» EXCERPTED PASSAGE:

++++++++++++++++++++

4

I have a cron job to purge data older than a certain # of months (set by user). The cron job calls a purgeData() method that purges data from a postgres table. I manipulate java Calendar from the current date (via GregorianCalendar.getInstance) to determine the target date in which to delete data prior to.

My problem is that calendar manipulation and/or converting the newly manipulated calendar to a string for use in postgres fails occassionally, setting the target date to the current date which deletes everything prior to the current date, rather than data older than 1 (or #months to keep data) month old.

++++++++++++++++++++

(Items listed in a dataset)

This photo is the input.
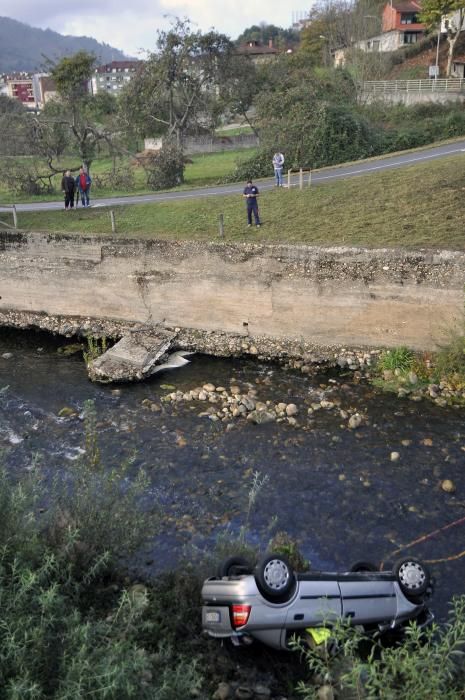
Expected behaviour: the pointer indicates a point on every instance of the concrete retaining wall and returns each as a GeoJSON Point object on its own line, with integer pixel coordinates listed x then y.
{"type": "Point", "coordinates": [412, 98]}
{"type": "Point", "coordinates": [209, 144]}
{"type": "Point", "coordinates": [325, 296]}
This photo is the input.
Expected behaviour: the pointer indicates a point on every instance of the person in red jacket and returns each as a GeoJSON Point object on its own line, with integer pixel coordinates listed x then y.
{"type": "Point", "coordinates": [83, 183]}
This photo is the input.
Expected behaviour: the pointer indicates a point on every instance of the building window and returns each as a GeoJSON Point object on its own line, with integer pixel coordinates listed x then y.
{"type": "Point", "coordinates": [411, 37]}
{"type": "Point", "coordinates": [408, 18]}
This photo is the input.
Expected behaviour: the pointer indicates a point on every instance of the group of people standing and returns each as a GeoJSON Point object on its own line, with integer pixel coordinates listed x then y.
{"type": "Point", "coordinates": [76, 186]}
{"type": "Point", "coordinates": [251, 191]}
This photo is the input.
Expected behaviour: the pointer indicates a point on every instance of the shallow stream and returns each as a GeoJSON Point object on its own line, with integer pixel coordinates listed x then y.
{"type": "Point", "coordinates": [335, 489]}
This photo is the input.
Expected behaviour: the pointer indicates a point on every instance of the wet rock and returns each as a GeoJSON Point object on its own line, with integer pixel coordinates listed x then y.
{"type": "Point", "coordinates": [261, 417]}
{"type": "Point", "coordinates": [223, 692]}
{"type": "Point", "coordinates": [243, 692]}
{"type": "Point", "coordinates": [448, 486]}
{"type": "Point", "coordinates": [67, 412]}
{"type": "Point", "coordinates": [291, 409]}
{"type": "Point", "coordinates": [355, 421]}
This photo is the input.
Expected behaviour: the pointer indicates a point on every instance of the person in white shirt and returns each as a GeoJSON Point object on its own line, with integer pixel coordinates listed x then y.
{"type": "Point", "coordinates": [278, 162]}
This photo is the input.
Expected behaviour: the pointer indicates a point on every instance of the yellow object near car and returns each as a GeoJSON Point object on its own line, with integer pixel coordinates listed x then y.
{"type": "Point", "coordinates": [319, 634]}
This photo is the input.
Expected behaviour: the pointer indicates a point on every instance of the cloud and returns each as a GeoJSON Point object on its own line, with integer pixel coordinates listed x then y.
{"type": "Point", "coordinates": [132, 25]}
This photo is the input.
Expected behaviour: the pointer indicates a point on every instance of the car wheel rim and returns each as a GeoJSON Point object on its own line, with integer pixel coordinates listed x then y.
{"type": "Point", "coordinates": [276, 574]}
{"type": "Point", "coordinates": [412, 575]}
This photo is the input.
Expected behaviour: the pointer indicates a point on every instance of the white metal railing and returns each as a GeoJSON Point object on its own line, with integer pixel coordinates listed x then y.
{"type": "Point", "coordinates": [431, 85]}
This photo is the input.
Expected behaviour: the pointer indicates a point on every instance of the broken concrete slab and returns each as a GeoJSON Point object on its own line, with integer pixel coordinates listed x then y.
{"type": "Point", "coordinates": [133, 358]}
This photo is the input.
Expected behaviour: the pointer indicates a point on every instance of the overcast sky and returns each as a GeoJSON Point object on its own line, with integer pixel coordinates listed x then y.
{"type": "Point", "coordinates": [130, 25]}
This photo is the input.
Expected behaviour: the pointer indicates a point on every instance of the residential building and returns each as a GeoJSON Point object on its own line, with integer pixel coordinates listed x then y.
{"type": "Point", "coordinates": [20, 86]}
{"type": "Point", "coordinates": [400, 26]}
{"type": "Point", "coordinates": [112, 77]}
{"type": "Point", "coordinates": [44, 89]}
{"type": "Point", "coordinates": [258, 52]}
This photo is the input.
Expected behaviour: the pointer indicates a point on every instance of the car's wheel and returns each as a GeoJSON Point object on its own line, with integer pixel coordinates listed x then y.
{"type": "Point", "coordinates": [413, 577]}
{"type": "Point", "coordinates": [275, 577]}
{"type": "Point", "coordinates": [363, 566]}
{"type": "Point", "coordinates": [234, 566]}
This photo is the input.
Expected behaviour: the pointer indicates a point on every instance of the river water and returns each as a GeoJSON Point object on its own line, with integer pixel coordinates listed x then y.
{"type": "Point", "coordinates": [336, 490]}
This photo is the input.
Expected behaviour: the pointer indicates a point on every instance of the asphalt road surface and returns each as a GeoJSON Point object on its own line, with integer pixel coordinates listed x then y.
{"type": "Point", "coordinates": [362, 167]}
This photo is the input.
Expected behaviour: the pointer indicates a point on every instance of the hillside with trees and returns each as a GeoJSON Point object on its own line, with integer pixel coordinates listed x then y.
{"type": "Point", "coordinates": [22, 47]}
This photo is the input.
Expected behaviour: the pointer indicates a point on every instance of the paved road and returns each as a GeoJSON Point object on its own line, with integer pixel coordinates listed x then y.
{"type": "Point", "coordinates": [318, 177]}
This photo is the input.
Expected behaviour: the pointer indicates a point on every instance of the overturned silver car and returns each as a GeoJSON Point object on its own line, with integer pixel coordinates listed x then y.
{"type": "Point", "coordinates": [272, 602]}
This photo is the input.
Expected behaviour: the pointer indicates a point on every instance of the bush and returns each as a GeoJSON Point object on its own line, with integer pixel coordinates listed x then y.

++++++++++++++++++++

» EXERCISES TO COMPLETE:
- a) Copy the forum post about purging old data word for word, starting at "I have a cron" and ending at "data) month old.".
- b) Answer these about the forum post on purging old data:
(i) What method does the cron job call?
(ii) What kind of database table does that method purge data from?
(iii) When the failure happens, what is the target date set to?
- c) Continue the forum post about the cron job that purges old data, starting from its final sentence.
You won't need the rows to do any of this.

» ACTIVITY ANSWERS:
- a)
I have a cron job to purge data older than a certain # of months (set by user). The cron job calls a purgeData() method that purges data from a postgres table. I manipulate java Calendar from the current date (via GregorianCalendar.getInstance) to determine the target date in which to delete data prior to.

My problem is that calendar manipulation and/or converting the newly manipulated calendar to a string for use in postgres fails occassionally, setting the target date to the current date which deletes everything prior to the current date, rather than data older than 1 (or #months to keep data) month old.

- b)
(i) purgeData()
(ii) A postgres table
(iii) The current date

- c)
Here is my simple date format:

public static final SimpleDateFormat dateFormatter = new SimpleDateFormat(
            "yyyy-MM-dd HH:mm:ss.SSS");

Here is my method:

public String purgeData() throws ParseException {
    Connection con = null;
    String sqlString = "";
    PreparedStatement pst = null;
    String returnString = "";

    Calendar startDate = GregorianCalendar.getInstance();
    returnString += "# Months to keep data: " + getNumMonthsKeepData();
    startDate.add(Calendar.MONTH, getNumMonthsKeepData() * -1);
    String targetDate = dateFormatter.format(startDate.getTime());
    Calendar today = GregorianCalendar.getInstance();

    returnString +=" Target date (string): " + targetDate + " start date (Calendar): " + startDate.toString() + ", Start month: " + startDate.get(Calendar.MONTH) + ", Current month: " + today.get(Calendar.MONTH);

    if (startDate.get(Calendar.MONTH)!= today.get(Calendar.MONTH)) {

        String tableName = getPreviousMonthlyTable();
        try {
            con = getDBConnection();

            try {
                // Delete old data
                sqlString = "DELETE FROM \"" + tableName
                        + "\" WHERE  datetime < '" + targetDate + "'";

                pst = con.prepareStatement(sqlString);
                int rowsDeleted = pst.executeUpdate();
                returnString += "SUCCESS: Purged data prior to " + targetDate
                        + " # rows deleted: " + rowsDeleted
                        + "( # rows deleted last purge: "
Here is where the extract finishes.